# Image point grounding data
++++++++++
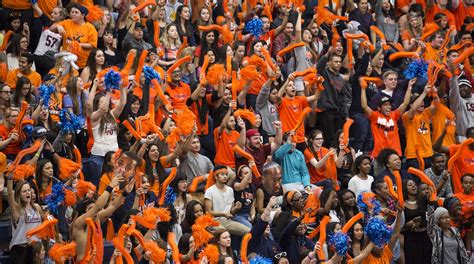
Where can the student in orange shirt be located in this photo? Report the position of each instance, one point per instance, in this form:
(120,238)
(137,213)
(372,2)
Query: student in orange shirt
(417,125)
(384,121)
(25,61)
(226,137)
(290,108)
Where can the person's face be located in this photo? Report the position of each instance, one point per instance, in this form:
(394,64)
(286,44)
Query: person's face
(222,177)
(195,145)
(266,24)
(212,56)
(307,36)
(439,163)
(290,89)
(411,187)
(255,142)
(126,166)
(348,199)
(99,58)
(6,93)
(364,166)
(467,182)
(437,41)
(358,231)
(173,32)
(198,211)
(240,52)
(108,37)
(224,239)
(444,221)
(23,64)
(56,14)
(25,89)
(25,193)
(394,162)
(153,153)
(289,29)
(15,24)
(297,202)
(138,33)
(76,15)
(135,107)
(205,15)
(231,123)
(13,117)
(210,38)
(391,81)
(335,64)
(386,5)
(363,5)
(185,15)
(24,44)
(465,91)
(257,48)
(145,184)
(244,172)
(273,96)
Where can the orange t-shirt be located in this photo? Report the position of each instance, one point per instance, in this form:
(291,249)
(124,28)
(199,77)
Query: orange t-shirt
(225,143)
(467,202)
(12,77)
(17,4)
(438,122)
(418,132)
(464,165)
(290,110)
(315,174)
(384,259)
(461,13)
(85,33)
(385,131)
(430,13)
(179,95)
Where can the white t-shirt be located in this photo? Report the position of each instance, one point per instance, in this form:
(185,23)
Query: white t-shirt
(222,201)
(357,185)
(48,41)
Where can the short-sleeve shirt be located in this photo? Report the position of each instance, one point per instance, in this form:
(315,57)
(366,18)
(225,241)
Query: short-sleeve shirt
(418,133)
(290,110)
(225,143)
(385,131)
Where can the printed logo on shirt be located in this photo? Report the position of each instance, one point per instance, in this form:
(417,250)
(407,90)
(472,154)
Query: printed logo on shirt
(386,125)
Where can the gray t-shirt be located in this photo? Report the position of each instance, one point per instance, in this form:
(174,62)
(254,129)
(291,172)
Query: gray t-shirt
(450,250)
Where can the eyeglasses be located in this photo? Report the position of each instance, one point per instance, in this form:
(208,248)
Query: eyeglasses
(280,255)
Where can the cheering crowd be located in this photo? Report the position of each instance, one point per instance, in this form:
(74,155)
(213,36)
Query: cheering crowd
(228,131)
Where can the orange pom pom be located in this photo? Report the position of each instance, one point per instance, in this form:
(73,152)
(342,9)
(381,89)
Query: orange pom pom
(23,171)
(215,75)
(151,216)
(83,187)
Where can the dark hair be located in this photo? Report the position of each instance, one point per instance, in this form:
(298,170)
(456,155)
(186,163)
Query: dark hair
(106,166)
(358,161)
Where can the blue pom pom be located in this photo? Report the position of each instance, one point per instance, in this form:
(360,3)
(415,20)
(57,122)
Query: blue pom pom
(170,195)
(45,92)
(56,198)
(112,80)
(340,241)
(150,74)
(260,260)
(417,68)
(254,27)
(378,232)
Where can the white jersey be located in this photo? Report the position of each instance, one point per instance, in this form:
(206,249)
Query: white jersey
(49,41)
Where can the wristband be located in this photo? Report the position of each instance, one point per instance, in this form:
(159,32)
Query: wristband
++++++++++
# The problem
Your task is to copy each line of the data above that holds "wristband".

# Answer for the task
Where can the wristband be located in this photo? Report the position of each instance, one point per instance, in this form:
Query: wristband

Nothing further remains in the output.